Supplied records >>
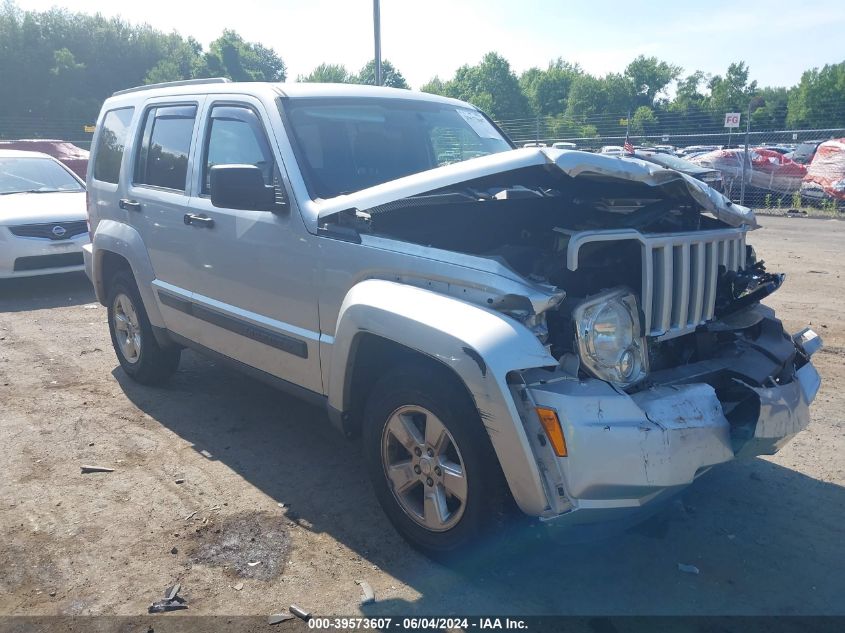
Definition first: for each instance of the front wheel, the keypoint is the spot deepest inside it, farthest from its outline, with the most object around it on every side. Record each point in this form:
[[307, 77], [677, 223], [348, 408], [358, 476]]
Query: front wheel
[[137, 349], [430, 460]]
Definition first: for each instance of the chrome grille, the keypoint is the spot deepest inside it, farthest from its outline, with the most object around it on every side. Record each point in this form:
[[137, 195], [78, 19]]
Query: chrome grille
[[679, 278], [71, 229], [679, 273]]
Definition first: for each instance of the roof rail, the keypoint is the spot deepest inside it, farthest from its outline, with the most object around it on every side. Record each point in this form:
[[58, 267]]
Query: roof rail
[[167, 84]]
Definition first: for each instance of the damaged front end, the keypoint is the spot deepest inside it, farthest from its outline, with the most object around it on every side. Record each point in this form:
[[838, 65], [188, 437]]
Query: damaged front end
[[640, 283]]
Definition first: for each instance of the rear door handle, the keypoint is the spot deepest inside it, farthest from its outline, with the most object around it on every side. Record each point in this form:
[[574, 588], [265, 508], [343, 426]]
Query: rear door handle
[[129, 205], [200, 221]]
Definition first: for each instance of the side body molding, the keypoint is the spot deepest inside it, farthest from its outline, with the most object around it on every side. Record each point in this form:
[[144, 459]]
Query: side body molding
[[481, 346], [123, 240]]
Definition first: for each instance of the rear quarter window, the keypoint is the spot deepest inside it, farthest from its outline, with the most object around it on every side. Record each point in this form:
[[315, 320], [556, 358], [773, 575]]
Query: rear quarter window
[[111, 143], [165, 146]]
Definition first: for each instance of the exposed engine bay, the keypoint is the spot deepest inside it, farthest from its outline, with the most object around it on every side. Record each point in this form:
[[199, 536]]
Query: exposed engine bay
[[528, 219]]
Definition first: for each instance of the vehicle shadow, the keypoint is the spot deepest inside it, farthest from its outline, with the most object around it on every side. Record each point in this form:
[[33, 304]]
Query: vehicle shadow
[[49, 291], [765, 539]]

Work instruction >>
Transcribe each entry exactly; images stay out.

Task result >>
Definition first: for each instance of the front wheel, the keypoint is the spot deepest inside it, farthest from its outline, with the most object around it on every side. Record each point in this form:
[[307, 77], [677, 223], [348, 408], [358, 476]]
Query: front wheel
[[137, 349], [430, 460]]
Definition first: for each instance of the chrome grille, the keypoint is the spot deepest inside it, farthest from its outline, with the most object around it on every side. Record each point in this form:
[[137, 195], [78, 19]]
Query: chrome grille
[[679, 278], [71, 229], [679, 273]]
Definition first: for each instance of the roof rail, the keypoint is the spot deepest inside it, farthest from its outline, with the most object around it on every side. Record each point in this form:
[[58, 267]]
Query: roof rail
[[167, 84]]
Definition first: for each instance of the damaged front end, the keypoint is the spot deepest inside it, farthest from its outline, with the most object around it on every side. Record each point in this form:
[[838, 65], [188, 437]]
Query: damaged front end
[[640, 283]]
Definition first: for each instance of the rear door handle, the keypoint is the spot deepest inside it, farthest from its outline, with the most object around it on every side. Record each point in this form:
[[574, 588], [265, 508], [343, 426]]
Query: rear door handle
[[129, 205], [200, 221]]
Definition first: for each instance of the side body molding, the keypoint is the spot deepest inside it, farthest from its outline, with the most object around it on every side. Record each point in this form:
[[144, 459]]
Query: side body molding
[[481, 346], [123, 240]]
Definition first: for each instance of the rear quarter window, the keypoint is the spot deepest inside it, farthest from its outline, with the most object around it on every side. Record each point in this form:
[[315, 320], [556, 358], [773, 575]]
Query: rear quarter window
[[111, 143], [165, 146]]
Definition first: for each instance of the exposed engine bay, the keypoint is the spot deepest inside it, farthest from its outline, with the most object around it on every side. Record each point in this form:
[[199, 536]]
Query: exposed engine bay
[[528, 219]]
Definition first: for each instance of the vehicle shadow, the keypoint is the spot deepest inside it, farthest from its outline, with the most object around it on every side. Record each point in this form:
[[33, 304]]
Query: vehicle shadow
[[49, 291], [765, 539]]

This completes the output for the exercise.